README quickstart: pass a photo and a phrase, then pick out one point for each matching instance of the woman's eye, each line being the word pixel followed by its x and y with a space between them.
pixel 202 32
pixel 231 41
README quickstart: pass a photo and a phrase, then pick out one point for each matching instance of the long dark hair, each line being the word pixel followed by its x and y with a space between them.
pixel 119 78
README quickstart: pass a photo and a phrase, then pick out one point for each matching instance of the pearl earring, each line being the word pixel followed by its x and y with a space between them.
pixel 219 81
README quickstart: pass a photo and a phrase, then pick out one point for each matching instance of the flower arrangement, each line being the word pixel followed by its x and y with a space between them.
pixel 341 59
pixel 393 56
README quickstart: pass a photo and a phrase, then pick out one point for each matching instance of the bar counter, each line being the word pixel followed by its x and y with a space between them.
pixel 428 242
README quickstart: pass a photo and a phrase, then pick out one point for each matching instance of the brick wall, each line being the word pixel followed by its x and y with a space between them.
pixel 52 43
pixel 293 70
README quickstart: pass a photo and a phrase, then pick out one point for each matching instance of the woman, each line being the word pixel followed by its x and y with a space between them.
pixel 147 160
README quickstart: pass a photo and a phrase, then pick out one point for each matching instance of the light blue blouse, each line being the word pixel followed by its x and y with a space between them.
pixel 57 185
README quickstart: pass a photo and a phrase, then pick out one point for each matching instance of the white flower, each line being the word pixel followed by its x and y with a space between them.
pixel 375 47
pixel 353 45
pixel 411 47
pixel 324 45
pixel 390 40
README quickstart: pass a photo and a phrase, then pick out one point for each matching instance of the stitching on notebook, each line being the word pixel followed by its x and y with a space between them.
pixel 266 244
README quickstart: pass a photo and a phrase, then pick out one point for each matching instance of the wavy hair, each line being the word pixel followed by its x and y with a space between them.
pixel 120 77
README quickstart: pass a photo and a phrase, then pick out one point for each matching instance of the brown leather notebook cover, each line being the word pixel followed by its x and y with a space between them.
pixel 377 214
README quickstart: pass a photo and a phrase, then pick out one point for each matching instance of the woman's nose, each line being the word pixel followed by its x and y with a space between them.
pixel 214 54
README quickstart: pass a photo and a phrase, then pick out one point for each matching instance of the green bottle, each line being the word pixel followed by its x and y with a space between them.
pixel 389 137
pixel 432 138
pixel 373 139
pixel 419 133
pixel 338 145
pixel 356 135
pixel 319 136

________________________________________

• **Problem details**: The required output is every line from the one with "of the green" to the final line of the entries, repeated exactly and with nothing else.

• **Your response**:
README quickstart: pass a photo and a phrase, then pick out one point for each matching instance of the green bottle, each line being the word pixel followed by its x and y with a space between them.
pixel 389 137
pixel 432 138
pixel 373 139
pixel 419 133
pixel 338 145
pixel 356 135
pixel 319 136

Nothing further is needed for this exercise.